Trecho do documento
De 03 a 28 de outubro de 2018 aconteceu em Roma a XV
Assembleia Geral Ordinária do Sínodo dos Bispos, com o tema “Os jovens, a fé e
o discernimento vocacional”.
Já publicamos aqui no blog uma análise do Instrumentum laboris (Instrumento de
trabalho) do Sínodo sob a perspectiva da Liturgia. Nesta postagem propomos o
mesmo em relação ao Documento Final, promulgado pelos Padres Sinodais na
conclusão dos trabalhos, enquanto aguardamos a publicação da Exortação
Apostólica assinada pelo Papa Francisco, a ser divulgada no próximo dia 25 de
março.
O Documento Final deve ser lido como um texto
complementar ao Instrumentum laboris
(cf. Documento Final, n. 3). Por isso temos muitos acréscimos que surgiram
durante as discussões. Segue, portanto, nossa análise dos 23 parágrafos (dos
167 do Documento) que fazem referência, direta ou indireta, à Liturgia, Sacramentos
e piedade popular.
I PARTE:
«PÔS-SE COM ELES A CAMINHO»
A primeira referência à Liturgia no Documento diz
respeito à Iniciação cristã, particularmente ao sacramento da Confirmação. Era
um tema ausente no Instrumentum laboris,
acrescentado aqui a pedido dos Padres Sinodais.
Trata-se do n. 19, que integra a parte intitulada “Um primeiro olhar sobre a Igreja de hoje” (nn. 15-20). É um parágrafo crítico,
que constata que “os percursos da iniciação cristã nem sempre conseguem
introduzir crianças, adolescentes e jovens na beleza da experiência de fé (...)

Instruções da tarefa
Reproduza tudo desde "Já publicamos aqui" até "e piedade popular." no trecho sobre o Sínodo, renomeando "Documento Final" para "Relatório Final". O material que vem depois é independente do trecho.

Informações fornecidas
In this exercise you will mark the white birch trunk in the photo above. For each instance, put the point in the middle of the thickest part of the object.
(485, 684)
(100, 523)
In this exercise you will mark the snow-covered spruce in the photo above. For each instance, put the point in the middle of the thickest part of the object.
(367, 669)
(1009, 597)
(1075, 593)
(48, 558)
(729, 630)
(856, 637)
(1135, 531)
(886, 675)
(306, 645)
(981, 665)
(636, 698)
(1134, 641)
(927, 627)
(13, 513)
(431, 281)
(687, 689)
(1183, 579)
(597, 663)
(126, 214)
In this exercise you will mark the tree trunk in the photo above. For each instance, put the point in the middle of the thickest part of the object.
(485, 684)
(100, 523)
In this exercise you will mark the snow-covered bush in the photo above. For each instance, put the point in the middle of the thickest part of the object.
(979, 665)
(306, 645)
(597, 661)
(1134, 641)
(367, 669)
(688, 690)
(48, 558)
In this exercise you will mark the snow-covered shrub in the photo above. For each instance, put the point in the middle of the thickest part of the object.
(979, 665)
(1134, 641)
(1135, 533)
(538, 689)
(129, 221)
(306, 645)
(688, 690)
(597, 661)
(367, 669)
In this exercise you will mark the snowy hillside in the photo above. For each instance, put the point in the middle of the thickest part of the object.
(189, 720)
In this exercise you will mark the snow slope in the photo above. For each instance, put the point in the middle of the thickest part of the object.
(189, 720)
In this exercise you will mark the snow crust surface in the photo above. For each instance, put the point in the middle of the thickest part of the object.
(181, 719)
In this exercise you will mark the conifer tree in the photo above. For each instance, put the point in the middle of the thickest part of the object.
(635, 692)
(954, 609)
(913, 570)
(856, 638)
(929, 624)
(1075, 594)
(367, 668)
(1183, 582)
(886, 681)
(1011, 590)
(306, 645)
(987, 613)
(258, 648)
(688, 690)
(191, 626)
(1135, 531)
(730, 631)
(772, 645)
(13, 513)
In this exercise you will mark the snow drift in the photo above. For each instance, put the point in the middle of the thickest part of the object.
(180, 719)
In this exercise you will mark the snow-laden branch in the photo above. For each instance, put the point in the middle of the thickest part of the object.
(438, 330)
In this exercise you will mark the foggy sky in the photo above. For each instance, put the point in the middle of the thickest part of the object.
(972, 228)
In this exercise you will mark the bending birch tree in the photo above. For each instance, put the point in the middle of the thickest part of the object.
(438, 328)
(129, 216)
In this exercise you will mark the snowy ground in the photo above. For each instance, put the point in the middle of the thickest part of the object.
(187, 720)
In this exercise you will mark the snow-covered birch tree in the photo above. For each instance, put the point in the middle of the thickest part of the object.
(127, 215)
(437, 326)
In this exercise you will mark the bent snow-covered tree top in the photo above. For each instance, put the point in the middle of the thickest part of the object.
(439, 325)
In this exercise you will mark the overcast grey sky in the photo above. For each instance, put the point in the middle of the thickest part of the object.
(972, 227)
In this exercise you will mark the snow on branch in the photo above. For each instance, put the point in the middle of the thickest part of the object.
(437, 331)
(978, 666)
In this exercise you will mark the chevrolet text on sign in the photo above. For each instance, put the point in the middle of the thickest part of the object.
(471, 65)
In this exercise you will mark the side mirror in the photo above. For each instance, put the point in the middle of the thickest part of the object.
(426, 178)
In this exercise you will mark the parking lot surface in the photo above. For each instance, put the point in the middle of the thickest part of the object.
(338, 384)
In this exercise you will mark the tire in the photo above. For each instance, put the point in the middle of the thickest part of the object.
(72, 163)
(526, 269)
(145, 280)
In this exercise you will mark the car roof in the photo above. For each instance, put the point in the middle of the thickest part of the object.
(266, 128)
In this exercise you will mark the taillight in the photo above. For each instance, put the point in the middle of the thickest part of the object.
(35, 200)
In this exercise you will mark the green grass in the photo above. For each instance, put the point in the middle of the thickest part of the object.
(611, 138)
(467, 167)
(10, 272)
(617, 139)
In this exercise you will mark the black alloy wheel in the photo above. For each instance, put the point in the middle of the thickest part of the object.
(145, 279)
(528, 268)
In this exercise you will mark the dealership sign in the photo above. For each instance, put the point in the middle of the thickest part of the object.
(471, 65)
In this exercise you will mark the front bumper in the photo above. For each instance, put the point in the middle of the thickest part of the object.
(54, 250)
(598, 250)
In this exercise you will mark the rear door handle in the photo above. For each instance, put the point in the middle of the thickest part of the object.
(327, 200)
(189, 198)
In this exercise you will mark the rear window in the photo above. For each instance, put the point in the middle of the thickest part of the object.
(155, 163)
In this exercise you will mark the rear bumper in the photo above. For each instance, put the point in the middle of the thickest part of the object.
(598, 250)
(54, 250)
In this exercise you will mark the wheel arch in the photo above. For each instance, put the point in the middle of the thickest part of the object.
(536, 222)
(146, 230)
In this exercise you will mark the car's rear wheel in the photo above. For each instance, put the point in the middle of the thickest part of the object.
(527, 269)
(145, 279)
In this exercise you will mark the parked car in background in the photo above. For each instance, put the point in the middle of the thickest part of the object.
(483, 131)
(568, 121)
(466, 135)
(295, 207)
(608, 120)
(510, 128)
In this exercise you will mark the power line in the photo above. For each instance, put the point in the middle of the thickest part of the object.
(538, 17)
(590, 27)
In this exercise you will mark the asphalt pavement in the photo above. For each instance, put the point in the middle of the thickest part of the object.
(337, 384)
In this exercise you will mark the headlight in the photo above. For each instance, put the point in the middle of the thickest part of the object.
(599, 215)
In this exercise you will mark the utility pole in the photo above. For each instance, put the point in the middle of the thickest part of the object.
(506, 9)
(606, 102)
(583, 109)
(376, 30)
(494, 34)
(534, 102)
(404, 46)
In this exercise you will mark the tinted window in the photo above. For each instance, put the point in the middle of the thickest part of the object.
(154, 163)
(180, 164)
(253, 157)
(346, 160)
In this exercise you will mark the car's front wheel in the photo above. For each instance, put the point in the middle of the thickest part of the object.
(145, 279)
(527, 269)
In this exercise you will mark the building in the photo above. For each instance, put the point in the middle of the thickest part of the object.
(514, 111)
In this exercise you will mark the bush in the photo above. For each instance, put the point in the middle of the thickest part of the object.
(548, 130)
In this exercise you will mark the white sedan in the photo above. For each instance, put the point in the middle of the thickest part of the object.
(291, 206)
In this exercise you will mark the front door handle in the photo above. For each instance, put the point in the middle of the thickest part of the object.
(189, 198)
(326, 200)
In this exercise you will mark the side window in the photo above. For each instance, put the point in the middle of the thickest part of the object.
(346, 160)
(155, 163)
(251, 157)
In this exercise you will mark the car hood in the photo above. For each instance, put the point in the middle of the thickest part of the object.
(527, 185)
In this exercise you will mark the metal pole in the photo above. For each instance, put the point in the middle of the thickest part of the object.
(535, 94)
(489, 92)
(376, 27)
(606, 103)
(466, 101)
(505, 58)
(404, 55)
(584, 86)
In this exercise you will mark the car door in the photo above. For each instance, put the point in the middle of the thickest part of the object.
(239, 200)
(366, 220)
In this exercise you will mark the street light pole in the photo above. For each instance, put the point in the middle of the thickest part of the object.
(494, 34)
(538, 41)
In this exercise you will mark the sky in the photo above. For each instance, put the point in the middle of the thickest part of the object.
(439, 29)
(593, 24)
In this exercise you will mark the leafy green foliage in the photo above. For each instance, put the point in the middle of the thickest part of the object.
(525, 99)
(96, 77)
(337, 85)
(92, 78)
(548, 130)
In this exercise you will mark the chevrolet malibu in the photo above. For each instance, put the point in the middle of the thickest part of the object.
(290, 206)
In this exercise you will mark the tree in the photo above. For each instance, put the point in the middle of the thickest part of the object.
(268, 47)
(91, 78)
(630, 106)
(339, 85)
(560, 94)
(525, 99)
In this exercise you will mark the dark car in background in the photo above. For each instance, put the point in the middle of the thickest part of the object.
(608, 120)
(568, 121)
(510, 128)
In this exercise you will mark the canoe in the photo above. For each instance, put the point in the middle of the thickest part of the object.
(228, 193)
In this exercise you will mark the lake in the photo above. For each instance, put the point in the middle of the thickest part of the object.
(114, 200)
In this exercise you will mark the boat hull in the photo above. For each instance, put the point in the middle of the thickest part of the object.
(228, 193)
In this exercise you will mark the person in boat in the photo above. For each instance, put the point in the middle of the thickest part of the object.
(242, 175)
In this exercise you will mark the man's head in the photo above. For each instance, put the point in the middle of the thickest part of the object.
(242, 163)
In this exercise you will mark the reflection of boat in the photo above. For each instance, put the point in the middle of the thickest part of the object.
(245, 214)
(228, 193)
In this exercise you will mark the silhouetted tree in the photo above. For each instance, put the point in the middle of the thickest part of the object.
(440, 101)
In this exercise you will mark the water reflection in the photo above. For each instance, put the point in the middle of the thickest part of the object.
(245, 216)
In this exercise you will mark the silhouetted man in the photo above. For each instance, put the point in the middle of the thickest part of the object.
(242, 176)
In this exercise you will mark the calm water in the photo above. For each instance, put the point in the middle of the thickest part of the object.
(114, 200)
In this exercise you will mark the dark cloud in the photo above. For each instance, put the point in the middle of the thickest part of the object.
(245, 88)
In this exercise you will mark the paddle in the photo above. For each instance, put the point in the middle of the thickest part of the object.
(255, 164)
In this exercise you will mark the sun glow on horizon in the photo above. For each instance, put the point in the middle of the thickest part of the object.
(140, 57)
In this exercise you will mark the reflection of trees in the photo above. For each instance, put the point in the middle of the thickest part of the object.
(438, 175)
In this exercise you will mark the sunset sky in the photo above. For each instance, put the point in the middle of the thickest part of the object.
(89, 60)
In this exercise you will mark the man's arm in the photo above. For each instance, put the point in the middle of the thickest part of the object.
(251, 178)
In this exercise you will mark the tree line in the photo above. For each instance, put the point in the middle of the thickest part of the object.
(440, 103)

Resultado
Já publicamos aqui no blog uma análise do Instrumentum laboris (Instrumento de
trabalho) do Sínodo sob a perspectiva da Liturgia. Nesta postagem propomos o
mesmo em relação ao Relatório Final, promulgado pelos Padres Sinodais na
conclusão dos trabalhos, enquanto aguardamos a publicação da Exortação
Apostólica assinada pelo Papa Francisco, a ser divulgada no próximo dia 25 de
março.
O Relatório Final deve ser lido como um texto
complementar ao Instrumentum laboris
(cf. Relatório Final, n. 3). Por isso temos muitos acréscimos que surgiram
durante as discussões. Segue, portanto, nossa análise dos 23 parágrafos (dos
167 do Documento) que fazem referência, direta ou indireta, à Liturgia, Sacramentos
e piedade popular.